* DOCUMENT:
Publishers Weekly posted an article talking about a book piracy study released today by the Attributor. PW article is here; their link to the original article wasn’t working. My thanks to Rich at Attributor, who contacted me with a link to their study results, including methodology, here.
Publishers could be losing out on as much as $3 billion to online book piracy, a new report released today by Attributor estimates. Attributor, whose FairShare Guardian service monitors the Web for illegally posted content, tracked 913 books in 14 subjects in the final quarter of 2009 and estimated that more than 9 million copies of books were illegally downloaded from the 25 sites it tracked.
Anyone seeing any possible problems here? Here are two that jumped out at me right off the bat.
- The $3 billion figure assumes that everyone who downloaded an illegal copy of the book would have otherwise gone out and purchased a legal copy.
- Attributor is a company specializing in anti-piracy solutions. Hardly an objective or trustworthy source, in this case.

* DATA PROVIDED:
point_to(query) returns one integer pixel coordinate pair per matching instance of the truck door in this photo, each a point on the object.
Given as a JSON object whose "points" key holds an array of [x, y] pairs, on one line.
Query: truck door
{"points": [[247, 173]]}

* STATED GOAL 1: Quote the book piracy post between "Anyone seeing any" and "in this case.", inclusive.
* STATED GOAL 2: According to the book piracy post, how many sites did Attributor track?
* STATED GOAL 3: In the paragraph of the book piracy post that begins "Publishers could be losing out," list every quantity stated, leaving out the year.
Rely only on the book piracy post in your responses.

* SOLUTION 1:
Anyone seeing any possible problems here? Here are two that jumped out at me right off the bat.
- The $3 billion figure assumes that everyone who downloaded an illegal copy of the book would have otherwise gone out and purchased a legal copy.
- Attributor is a company specializing in anti-piracy solutions. Hardly an objective or trustworthy source, in this case.

* SOLUTION 2: 25 sites.

* SOLUTION 3:
- as much as $3 billion
- 913 books
- 14 subjects
- more than 9 million copies
- 25 sites